## [Record excerpts]
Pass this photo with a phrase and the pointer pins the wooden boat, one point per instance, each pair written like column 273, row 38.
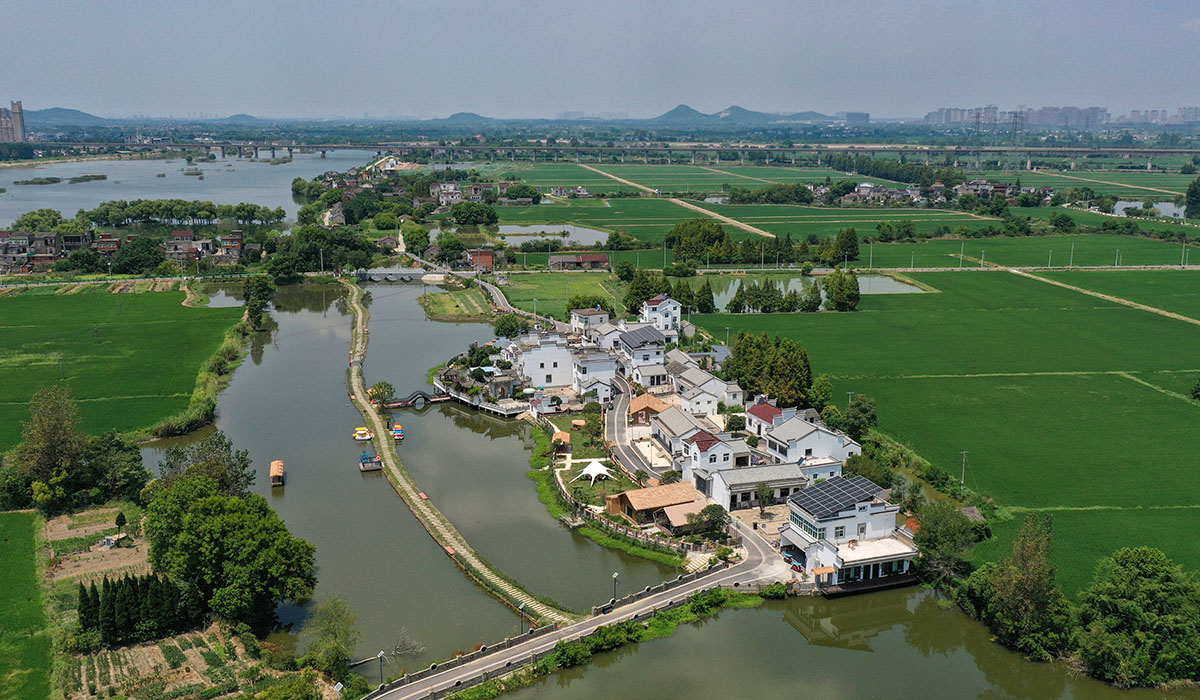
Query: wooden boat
column 370, row 464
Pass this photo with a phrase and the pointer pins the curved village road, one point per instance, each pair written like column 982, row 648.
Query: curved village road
column 617, row 431
column 755, row 568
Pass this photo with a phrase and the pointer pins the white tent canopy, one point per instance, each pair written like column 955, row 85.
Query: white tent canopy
column 594, row 471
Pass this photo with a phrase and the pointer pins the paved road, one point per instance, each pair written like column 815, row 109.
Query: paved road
column 617, row 431
column 757, row 567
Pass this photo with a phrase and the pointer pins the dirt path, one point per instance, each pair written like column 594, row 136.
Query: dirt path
column 1109, row 183
column 1109, row 298
column 723, row 219
column 685, row 204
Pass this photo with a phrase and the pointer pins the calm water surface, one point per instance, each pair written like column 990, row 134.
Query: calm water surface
column 226, row 181
column 889, row 645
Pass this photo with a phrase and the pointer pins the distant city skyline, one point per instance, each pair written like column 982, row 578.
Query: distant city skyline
column 305, row 59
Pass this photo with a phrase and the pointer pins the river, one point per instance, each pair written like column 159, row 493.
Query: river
column 226, row 181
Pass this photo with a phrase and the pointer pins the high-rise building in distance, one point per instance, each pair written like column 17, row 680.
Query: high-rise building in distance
column 12, row 124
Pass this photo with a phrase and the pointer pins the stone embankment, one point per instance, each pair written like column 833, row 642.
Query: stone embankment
column 432, row 519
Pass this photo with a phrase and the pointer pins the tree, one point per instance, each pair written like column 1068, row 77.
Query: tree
column 712, row 520
column 214, row 458
column 703, row 298
column 137, row 257
column 334, row 636
column 510, row 325
column 235, row 550
column 1019, row 598
column 846, row 244
column 1192, row 199
column 861, row 417
column 382, row 393
column 1140, row 620
column 945, row 540
column 765, row 494
column 523, row 192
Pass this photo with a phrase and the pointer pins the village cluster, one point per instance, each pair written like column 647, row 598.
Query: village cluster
column 672, row 416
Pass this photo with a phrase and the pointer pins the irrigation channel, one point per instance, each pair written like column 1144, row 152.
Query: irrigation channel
column 288, row 401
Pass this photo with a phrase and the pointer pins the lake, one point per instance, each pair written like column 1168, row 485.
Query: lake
column 226, row 181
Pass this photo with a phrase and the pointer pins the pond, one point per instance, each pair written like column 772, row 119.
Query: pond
column 893, row 644
column 226, row 181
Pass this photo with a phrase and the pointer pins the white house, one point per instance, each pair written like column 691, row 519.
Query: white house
column 796, row 440
column 727, row 393
column 593, row 370
column 844, row 533
column 544, row 359
column 663, row 312
column 641, row 346
column 699, row 401
column 672, row 426
column 583, row 321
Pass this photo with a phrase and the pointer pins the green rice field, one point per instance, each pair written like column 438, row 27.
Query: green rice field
column 129, row 359
column 1066, row 402
column 24, row 641
column 551, row 292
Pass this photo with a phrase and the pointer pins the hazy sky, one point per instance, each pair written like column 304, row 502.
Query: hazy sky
column 303, row 58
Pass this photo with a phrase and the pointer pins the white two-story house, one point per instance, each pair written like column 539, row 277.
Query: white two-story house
column 797, row 440
column 544, row 359
column 846, row 536
column 664, row 313
column 593, row 370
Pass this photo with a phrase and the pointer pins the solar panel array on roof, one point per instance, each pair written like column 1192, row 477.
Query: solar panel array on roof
column 833, row 496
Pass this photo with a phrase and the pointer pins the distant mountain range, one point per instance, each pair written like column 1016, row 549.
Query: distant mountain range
column 63, row 117
column 681, row 117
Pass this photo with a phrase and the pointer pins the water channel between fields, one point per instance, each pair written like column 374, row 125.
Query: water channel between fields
column 226, row 181
column 288, row 401
column 726, row 286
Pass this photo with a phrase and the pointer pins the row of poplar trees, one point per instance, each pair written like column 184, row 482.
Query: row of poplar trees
column 138, row 609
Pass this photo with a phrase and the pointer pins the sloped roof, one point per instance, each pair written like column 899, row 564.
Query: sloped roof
column 648, row 401
column 703, row 440
column 641, row 336
column 661, row 496
column 765, row 412
column 833, row 496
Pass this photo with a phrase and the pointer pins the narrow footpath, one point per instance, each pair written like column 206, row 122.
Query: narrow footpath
column 720, row 217
column 432, row 519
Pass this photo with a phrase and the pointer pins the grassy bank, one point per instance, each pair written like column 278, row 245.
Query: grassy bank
column 549, row 495
column 610, row 638
column 25, row 652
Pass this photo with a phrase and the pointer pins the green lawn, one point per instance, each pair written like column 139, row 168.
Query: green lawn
column 129, row 359
column 24, row 641
column 1054, row 393
column 552, row 289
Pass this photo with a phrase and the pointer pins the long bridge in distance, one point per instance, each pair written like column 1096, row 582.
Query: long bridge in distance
column 634, row 151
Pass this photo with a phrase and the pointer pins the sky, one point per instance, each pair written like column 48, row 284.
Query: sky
column 534, row 58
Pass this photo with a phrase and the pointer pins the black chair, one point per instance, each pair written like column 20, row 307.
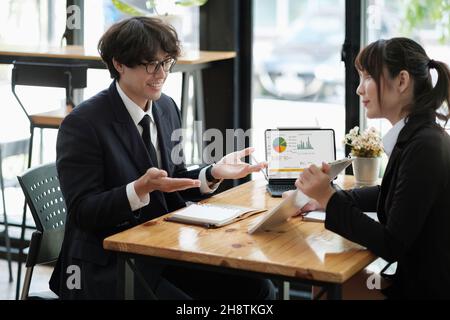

## [Goal of the exercise]
Pull out each line of the material above that includes the word "narrow", keeping the lines in their original order.

## [Exercise result]
Pass this photo with a phrase and the pointer pins the narrow footpath, one point per instance, each pair written like column 206, row 122.
Query: narrow footpath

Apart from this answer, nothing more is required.